Dataset entries:
+++
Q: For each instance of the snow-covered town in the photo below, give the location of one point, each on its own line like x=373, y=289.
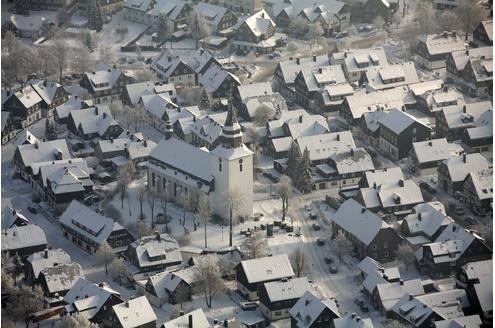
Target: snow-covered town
x=247, y=163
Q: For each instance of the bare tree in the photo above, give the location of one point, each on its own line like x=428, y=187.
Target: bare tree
x=104, y=255
x=209, y=277
x=285, y=191
x=470, y=14
x=233, y=200
x=406, y=253
x=299, y=261
x=263, y=114
x=151, y=198
x=204, y=211
x=255, y=246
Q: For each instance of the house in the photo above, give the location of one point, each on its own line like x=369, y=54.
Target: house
x=483, y=34
x=57, y=280
x=24, y=107
x=331, y=14
x=470, y=321
x=134, y=313
x=452, y=121
x=311, y=312
x=52, y=95
x=105, y=85
x=36, y=151
x=180, y=168
x=421, y=311
x=90, y=300
x=480, y=137
x=361, y=102
x=13, y=218
x=153, y=253
x=453, y=172
x=478, y=191
x=287, y=70
x=351, y=320
x=425, y=223
x=372, y=9
x=472, y=70
x=389, y=76
x=216, y=18
x=174, y=70
x=278, y=297
x=355, y=62
x=452, y=249
x=88, y=229
x=385, y=296
x=36, y=262
x=134, y=91
x=398, y=131
x=428, y=154
x=378, y=240
x=94, y=122
x=475, y=278
x=23, y=241
x=196, y=319
x=433, y=49
x=397, y=198
x=251, y=275
x=9, y=130
x=256, y=34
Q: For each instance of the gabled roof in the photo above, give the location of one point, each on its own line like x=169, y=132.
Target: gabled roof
x=134, y=313
x=308, y=308
x=358, y=221
x=267, y=268
x=17, y=238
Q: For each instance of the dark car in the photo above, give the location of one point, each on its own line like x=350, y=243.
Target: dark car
x=32, y=210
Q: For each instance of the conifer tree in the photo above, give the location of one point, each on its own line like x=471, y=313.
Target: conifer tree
x=305, y=181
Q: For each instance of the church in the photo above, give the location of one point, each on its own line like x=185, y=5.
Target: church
x=179, y=167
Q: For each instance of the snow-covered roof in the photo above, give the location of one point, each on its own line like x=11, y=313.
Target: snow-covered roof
x=47, y=258
x=87, y=222
x=156, y=249
x=198, y=318
x=358, y=221
x=470, y=321
x=279, y=291
x=308, y=308
x=385, y=175
x=10, y=216
x=267, y=268
x=133, y=313
x=352, y=320
x=459, y=167
x=17, y=238
x=443, y=43
x=62, y=277
x=426, y=220
x=183, y=156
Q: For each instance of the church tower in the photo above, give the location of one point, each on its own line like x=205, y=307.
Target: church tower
x=232, y=167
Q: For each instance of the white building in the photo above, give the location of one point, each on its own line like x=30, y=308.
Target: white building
x=228, y=168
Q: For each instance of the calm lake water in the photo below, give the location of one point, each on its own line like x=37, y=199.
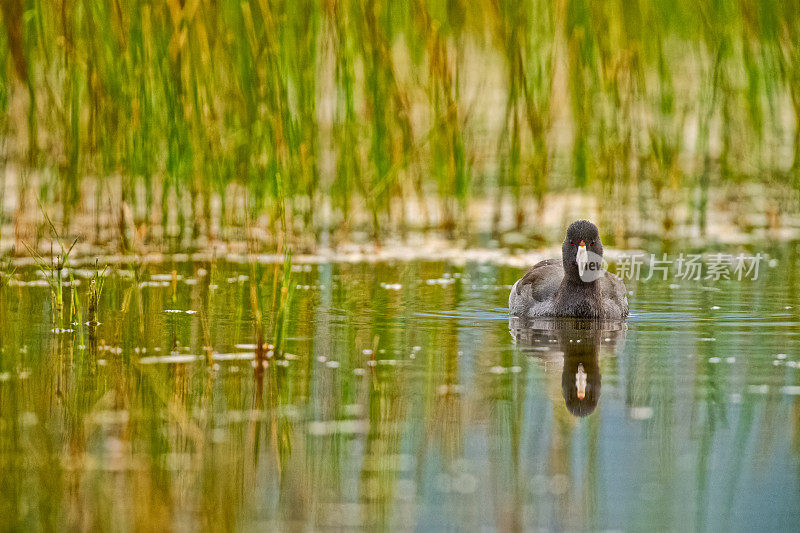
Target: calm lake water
x=403, y=397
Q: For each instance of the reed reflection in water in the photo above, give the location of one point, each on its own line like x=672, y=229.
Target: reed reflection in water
x=392, y=395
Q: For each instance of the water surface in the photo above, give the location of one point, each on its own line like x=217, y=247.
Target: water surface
x=399, y=395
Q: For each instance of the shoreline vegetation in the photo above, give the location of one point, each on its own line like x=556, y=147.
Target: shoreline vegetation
x=144, y=127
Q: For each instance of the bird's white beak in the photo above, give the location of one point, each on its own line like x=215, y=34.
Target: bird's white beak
x=580, y=382
x=582, y=259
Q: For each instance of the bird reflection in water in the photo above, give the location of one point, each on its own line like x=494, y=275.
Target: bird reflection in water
x=576, y=345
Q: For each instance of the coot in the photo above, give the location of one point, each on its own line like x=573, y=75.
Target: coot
x=577, y=286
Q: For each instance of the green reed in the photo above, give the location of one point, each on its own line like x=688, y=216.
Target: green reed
x=378, y=110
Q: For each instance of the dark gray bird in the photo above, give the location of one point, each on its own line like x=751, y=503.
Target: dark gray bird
x=577, y=286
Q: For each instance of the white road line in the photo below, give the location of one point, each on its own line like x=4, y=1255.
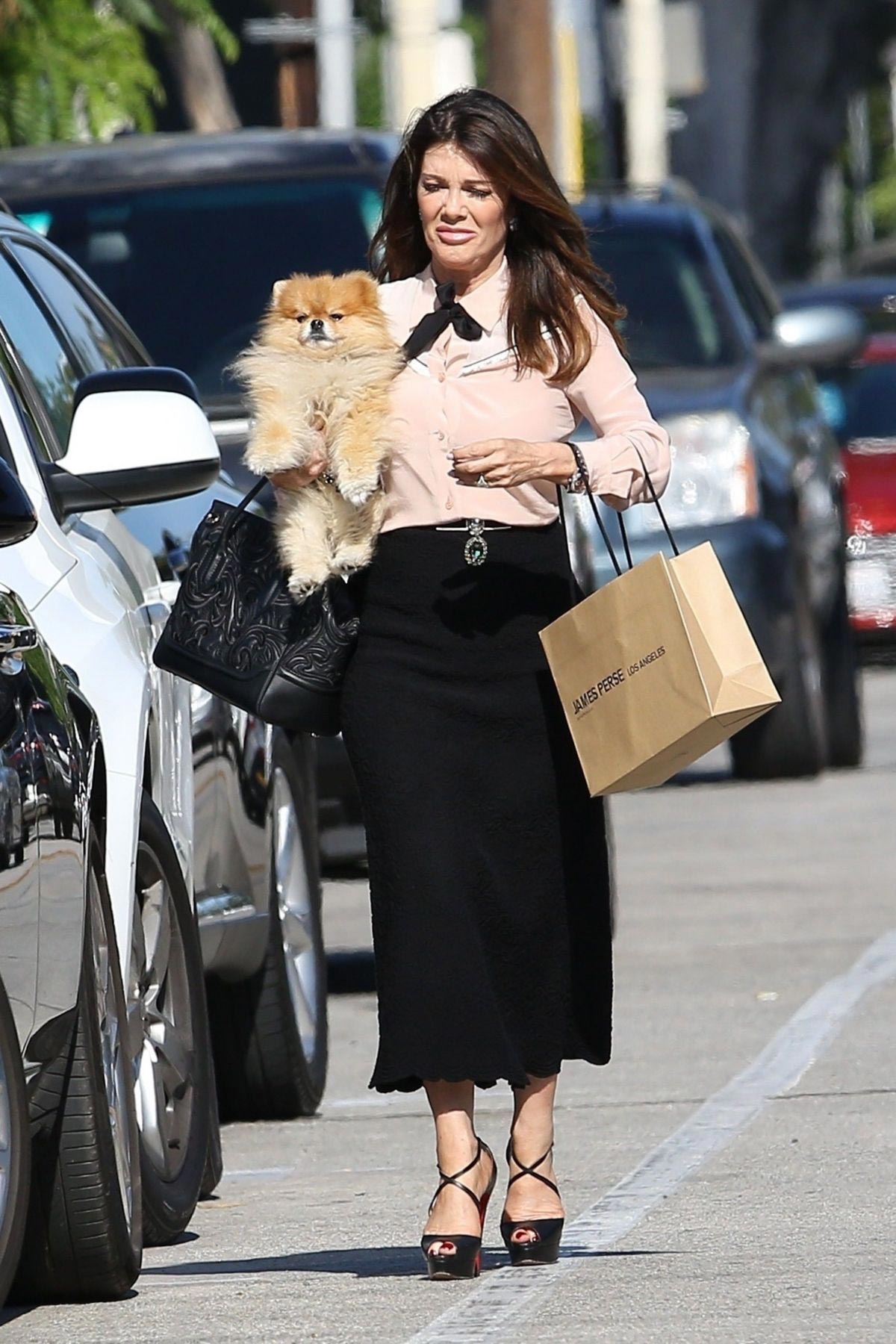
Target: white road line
x=494, y=1307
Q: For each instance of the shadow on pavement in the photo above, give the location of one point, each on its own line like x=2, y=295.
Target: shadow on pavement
x=367, y=1263
x=351, y=972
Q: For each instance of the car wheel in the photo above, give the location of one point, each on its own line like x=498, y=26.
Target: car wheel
x=270, y=1030
x=841, y=679
x=167, y=1006
x=790, y=741
x=84, y=1236
x=15, y=1148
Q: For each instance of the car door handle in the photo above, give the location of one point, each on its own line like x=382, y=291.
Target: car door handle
x=16, y=638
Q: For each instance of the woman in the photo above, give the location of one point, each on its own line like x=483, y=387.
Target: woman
x=488, y=862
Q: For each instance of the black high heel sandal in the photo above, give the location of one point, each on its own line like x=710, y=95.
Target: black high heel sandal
x=544, y=1246
x=465, y=1261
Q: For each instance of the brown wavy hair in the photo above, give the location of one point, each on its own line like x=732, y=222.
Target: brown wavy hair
x=547, y=249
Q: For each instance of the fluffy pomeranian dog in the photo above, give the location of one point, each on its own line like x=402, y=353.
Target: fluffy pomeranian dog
x=321, y=364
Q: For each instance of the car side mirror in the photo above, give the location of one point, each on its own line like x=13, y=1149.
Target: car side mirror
x=137, y=436
x=18, y=517
x=822, y=335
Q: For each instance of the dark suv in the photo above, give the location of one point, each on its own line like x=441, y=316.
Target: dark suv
x=755, y=467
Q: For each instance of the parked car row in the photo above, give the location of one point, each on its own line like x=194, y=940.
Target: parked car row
x=159, y=880
x=755, y=465
x=860, y=402
x=159, y=850
x=213, y=221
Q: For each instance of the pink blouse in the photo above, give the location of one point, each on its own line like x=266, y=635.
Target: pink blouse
x=461, y=391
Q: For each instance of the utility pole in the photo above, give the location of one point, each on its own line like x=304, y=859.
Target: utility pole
x=336, y=63
x=521, y=63
x=411, y=58
x=297, y=75
x=645, y=92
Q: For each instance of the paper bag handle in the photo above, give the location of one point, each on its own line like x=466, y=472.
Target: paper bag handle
x=579, y=458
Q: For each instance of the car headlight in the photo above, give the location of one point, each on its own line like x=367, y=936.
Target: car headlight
x=714, y=475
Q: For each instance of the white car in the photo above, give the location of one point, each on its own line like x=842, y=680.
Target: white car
x=85, y=432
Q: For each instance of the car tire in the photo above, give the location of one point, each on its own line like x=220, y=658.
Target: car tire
x=15, y=1148
x=269, y=1031
x=790, y=742
x=169, y=1034
x=841, y=679
x=214, y=1169
x=84, y=1238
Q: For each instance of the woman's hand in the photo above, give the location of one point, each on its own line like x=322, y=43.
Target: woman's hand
x=512, y=461
x=297, y=477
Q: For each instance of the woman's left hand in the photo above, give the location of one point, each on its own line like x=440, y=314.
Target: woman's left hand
x=512, y=461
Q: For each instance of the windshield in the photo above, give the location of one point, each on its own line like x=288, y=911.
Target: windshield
x=193, y=268
x=676, y=316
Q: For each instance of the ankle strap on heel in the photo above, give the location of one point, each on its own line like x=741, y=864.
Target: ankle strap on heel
x=454, y=1179
x=529, y=1171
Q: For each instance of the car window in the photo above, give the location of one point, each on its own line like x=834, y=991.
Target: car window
x=43, y=443
x=871, y=403
x=676, y=316
x=756, y=305
x=40, y=351
x=93, y=344
x=193, y=268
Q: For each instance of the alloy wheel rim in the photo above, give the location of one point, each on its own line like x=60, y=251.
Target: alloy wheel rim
x=160, y=1004
x=112, y=1048
x=296, y=914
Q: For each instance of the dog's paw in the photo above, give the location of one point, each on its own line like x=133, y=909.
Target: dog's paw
x=302, y=586
x=358, y=492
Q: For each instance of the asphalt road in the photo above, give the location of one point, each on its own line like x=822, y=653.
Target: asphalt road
x=729, y=1176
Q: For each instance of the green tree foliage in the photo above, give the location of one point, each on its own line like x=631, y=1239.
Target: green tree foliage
x=882, y=195
x=74, y=69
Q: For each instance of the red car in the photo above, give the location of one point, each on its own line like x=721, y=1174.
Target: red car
x=869, y=461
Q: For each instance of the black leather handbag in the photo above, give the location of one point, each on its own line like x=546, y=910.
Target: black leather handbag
x=237, y=631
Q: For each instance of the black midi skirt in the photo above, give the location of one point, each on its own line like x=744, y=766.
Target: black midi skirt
x=488, y=860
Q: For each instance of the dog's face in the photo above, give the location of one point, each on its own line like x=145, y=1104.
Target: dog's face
x=321, y=315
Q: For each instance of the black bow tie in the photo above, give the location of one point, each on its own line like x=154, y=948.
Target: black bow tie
x=432, y=327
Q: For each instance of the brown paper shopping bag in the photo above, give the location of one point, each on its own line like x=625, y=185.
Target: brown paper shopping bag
x=656, y=668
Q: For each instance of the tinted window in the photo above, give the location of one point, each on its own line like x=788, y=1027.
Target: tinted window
x=38, y=349
x=871, y=403
x=756, y=305
x=193, y=268
x=676, y=315
x=92, y=343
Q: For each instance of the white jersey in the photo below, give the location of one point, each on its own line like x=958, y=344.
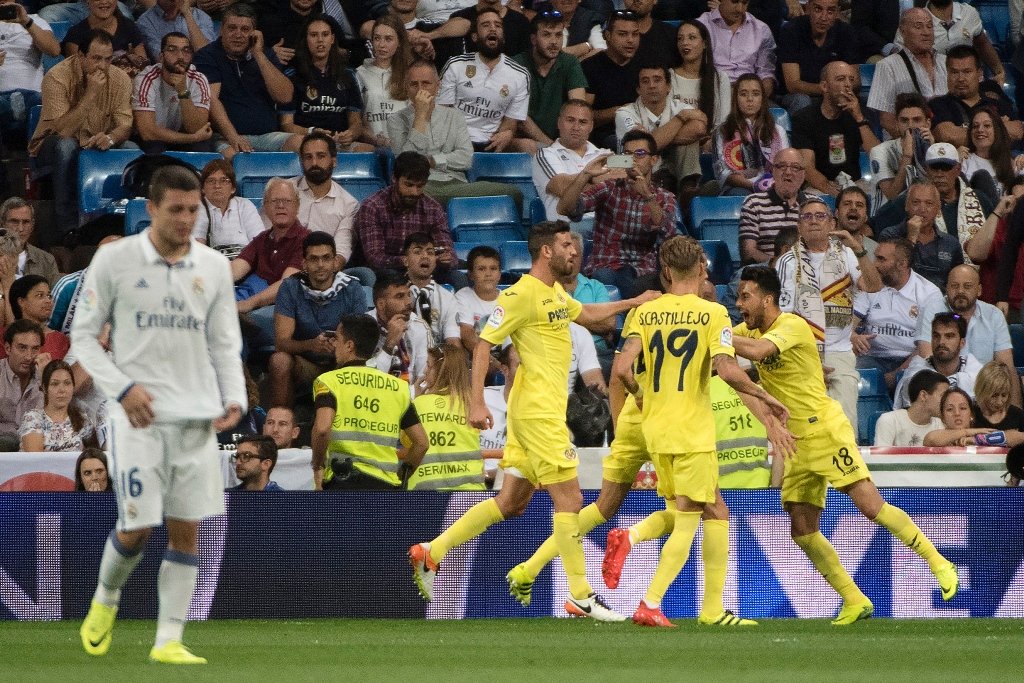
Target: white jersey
x=175, y=329
x=485, y=95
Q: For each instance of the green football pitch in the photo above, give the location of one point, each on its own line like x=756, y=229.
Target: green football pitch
x=529, y=650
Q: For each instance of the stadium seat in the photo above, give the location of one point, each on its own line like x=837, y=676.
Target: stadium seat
x=136, y=217
x=253, y=169
x=489, y=220
x=719, y=261
x=99, y=178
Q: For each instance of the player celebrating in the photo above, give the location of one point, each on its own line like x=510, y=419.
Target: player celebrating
x=783, y=349
x=174, y=380
x=536, y=312
x=678, y=339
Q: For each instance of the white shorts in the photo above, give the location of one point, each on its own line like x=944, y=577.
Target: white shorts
x=165, y=470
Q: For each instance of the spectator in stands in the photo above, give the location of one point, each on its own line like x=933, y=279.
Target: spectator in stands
x=247, y=86
x=555, y=77
x=24, y=41
x=952, y=111
x=280, y=425
x=175, y=16
x=676, y=130
x=19, y=386
x=908, y=426
x=431, y=302
x=18, y=218
x=30, y=299
x=830, y=136
x=327, y=94
x=918, y=68
x=897, y=163
x=806, y=45
x=765, y=213
x=86, y=105
x=171, y=100
x=612, y=75
x=382, y=78
x=229, y=222
x=308, y=306
x=889, y=318
x=91, y=471
x=745, y=145
x=59, y=425
x=632, y=217
x=488, y=89
x=388, y=216
x=401, y=348
x=821, y=275
x=741, y=43
x=948, y=357
x=935, y=253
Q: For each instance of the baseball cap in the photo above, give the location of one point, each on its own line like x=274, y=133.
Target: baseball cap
x=941, y=154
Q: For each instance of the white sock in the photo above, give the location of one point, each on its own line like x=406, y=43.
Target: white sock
x=175, y=585
x=115, y=567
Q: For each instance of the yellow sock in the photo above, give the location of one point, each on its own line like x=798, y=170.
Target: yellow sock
x=900, y=524
x=826, y=562
x=589, y=518
x=674, y=555
x=716, y=556
x=470, y=525
x=569, y=543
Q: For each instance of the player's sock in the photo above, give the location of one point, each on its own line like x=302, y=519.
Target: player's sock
x=900, y=524
x=175, y=585
x=716, y=559
x=825, y=560
x=590, y=517
x=674, y=555
x=115, y=567
x=470, y=525
x=569, y=541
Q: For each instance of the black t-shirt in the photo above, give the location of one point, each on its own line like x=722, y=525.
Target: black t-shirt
x=836, y=142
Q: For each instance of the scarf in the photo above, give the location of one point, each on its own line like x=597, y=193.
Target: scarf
x=823, y=301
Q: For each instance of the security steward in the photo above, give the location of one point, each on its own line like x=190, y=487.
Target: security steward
x=360, y=414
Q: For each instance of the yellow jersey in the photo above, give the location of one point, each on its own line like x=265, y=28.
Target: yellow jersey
x=679, y=335
x=794, y=375
x=537, y=317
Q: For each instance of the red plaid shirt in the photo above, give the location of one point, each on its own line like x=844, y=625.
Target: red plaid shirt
x=624, y=231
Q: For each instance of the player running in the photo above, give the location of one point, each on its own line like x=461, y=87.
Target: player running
x=784, y=352
x=173, y=381
x=536, y=312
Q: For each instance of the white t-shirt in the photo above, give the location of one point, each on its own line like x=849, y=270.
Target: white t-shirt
x=896, y=428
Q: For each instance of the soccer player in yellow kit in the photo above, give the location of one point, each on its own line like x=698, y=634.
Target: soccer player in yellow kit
x=784, y=352
x=680, y=337
x=536, y=312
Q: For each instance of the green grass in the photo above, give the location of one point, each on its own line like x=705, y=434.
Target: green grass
x=529, y=650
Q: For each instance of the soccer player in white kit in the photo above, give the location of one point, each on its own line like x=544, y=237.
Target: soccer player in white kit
x=173, y=380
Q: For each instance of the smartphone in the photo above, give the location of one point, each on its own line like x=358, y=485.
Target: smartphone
x=620, y=161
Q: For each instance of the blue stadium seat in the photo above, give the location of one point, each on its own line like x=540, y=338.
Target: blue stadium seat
x=489, y=220
x=136, y=217
x=253, y=169
x=719, y=261
x=515, y=257
x=99, y=178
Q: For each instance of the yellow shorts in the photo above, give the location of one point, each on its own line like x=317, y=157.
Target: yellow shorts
x=541, y=451
x=691, y=474
x=828, y=455
x=628, y=454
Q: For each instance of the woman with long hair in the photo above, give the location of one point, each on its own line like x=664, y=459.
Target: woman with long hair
x=327, y=95
x=382, y=78
x=747, y=143
x=453, y=460
x=59, y=425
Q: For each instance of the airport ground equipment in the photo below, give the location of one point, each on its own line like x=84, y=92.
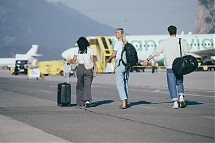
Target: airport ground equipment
x=64, y=93
x=51, y=67
x=103, y=49
x=33, y=73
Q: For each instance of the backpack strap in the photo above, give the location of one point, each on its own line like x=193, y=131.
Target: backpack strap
x=180, y=46
x=123, y=50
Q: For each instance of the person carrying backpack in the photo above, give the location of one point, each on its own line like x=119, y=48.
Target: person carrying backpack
x=122, y=65
x=171, y=50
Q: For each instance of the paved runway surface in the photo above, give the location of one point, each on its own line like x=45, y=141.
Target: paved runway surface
x=29, y=113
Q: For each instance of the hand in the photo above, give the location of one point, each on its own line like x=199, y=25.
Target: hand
x=108, y=61
x=144, y=63
x=94, y=74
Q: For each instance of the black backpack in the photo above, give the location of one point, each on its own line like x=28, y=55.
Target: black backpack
x=184, y=65
x=131, y=56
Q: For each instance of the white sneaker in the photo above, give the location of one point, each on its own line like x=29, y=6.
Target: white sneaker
x=181, y=100
x=175, y=105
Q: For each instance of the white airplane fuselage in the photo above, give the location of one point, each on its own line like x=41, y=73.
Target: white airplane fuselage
x=146, y=44
x=30, y=56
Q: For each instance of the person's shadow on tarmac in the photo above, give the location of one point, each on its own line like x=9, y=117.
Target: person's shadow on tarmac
x=130, y=104
x=98, y=103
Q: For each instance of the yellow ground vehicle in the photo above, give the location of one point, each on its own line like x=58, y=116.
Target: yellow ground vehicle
x=103, y=49
x=51, y=67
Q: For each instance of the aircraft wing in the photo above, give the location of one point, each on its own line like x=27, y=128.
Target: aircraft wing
x=205, y=53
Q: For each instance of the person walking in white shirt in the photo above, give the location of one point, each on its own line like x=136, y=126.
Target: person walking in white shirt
x=171, y=50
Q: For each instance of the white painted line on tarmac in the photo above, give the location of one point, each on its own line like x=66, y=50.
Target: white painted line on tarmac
x=209, y=117
x=196, y=95
x=46, y=91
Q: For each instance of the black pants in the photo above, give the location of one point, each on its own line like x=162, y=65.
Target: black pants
x=83, y=86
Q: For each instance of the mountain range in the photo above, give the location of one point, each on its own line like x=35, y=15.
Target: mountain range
x=53, y=26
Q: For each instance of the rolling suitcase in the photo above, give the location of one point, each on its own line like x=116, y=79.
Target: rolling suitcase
x=64, y=94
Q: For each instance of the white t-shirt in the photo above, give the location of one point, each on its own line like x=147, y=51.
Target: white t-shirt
x=84, y=58
x=118, y=48
x=171, y=50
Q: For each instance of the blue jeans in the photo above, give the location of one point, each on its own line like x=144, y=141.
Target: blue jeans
x=121, y=76
x=172, y=82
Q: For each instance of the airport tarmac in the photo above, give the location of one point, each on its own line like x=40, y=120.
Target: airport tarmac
x=29, y=112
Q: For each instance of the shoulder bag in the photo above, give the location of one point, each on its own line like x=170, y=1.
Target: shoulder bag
x=88, y=66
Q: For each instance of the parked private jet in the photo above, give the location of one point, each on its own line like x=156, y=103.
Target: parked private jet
x=30, y=56
x=200, y=45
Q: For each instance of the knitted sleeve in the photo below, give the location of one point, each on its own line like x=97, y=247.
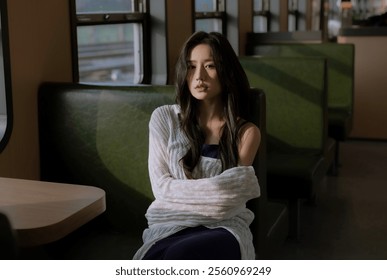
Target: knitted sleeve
x=234, y=186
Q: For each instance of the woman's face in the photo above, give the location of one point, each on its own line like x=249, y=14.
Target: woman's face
x=202, y=78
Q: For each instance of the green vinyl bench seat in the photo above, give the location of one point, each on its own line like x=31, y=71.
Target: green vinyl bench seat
x=299, y=151
x=340, y=78
x=98, y=135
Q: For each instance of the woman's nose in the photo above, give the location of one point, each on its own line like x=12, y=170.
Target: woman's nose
x=199, y=73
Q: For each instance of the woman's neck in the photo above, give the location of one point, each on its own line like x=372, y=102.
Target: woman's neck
x=211, y=121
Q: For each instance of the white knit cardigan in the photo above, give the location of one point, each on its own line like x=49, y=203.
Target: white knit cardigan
x=218, y=199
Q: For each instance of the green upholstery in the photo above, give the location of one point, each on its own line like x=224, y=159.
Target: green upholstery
x=98, y=135
x=271, y=226
x=298, y=146
x=340, y=71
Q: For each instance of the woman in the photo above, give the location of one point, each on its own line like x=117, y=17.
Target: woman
x=200, y=155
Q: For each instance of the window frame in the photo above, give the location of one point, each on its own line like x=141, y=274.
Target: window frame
x=4, y=33
x=140, y=16
x=264, y=12
x=220, y=14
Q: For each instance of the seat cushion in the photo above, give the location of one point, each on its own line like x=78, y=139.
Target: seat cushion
x=293, y=175
x=339, y=124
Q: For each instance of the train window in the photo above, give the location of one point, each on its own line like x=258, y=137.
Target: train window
x=5, y=79
x=293, y=15
x=210, y=15
x=261, y=15
x=109, y=40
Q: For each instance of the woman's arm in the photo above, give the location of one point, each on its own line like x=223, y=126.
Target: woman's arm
x=250, y=140
x=234, y=186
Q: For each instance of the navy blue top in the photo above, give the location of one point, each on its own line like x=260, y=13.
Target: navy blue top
x=210, y=150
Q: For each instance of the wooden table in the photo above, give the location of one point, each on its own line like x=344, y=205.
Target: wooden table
x=43, y=212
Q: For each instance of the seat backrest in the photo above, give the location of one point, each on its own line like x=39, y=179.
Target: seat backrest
x=258, y=205
x=296, y=100
x=98, y=135
x=340, y=67
x=8, y=246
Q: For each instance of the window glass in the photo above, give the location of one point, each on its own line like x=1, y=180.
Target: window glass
x=106, y=53
x=205, y=5
x=261, y=15
x=110, y=41
x=103, y=6
x=208, y=25
x=210, y=16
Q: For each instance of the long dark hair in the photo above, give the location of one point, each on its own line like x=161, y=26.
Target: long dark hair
x=235, y=89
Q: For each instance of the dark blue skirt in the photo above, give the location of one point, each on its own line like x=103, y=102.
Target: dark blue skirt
+++
[ACTIVITY] I'd like the lines above repeated exactly, from the one that contains "Q: For each instance of the tinted" through the one that contains "Q: For each instance of the yellow sock", with no pictures.

[EXERCISE SOLUTION]
Q: For each instance of the tinted window in the photo above, give the location of one point, each on its own line like x=788, y=1027.
Target: tinted window
x=38, y=349
x=871, y=403
x=756, y=305
x=193, y=268
x=676, y=315
x=92, y=343
Q: For each instance of the white jersey in the photo below, give the location of one point, each on its own line like x=958, y=344.
Target: white jersey
x=175, y=329
x=485, y=95
Q: For each instance of the green football pitch in the photo above, give the location of one point, each on its own line like x=756, y=229.
Target: green football pitch
x=529, y=650
Q: For each instance of the stadium seat in the photo above, give the location of one point, each on its own line like x=837, y=676.
Target: stadium seat
x=136, y=217
x=253, y=169
x=489, y=220
x=719, y=261
x=99, y=178
Q: For each instance of the player celebrating in the photo above, give the location of one point, each on its own line like x=510, y=419.
Target: player celebrating
x=783, y=349
x=174, y=380
x=536, y=312
x=678, y=339
Q: For each instance of the white shorts in the photo above, give the location of one point, each on its own line like x=944, y=577.
Target: white shorts
x=165, y=470
Q: For each instance of the spectator in stands in the photo above, give the location of one point, each on its own line like x=933, y=279.
Target: spectator in stands
x=247, y=86
x=555, y=77
x=24, y=41
x=952, y=111
x=280, y=425
x=175, y=16
x=676, y=130
x=19, y=386
x=908, y=426
x=431, y=302
x=18, y=218
x=30, y=299
x=830, y=136
x=327, y=94
x=918, y=68
x=897, y=163
x=806, y=45
x=765, y=213
x=86, y=105
x=171, y=100
x=612, y=75
x=382, y=78
x=229, y=222
x=308, y=306
x=889, y=318
x=91, y=471
x=745, y=145
x=59, y=425
x=632, y=217
x=488, y=89
x=388, y=216
x=401, y=348
x=821, y=275
x=741, y=43
x=948, y=357
x=935, y=253
Q: For each instance of the baseball cap in the photo above, give the location of one point, each on its own line like x=274, y=133.
Target: baseball cap
x=941, y=154
Q: For each instance of the white sock in the photo above, give the location of one point, each on its own line like x=406, y=43.
Target: white sock
x=175, y=585
x=115, y=567
Q: For each instance of the yellow sock in the photo above, give the location of one point, each on its own line like x=798, y=170.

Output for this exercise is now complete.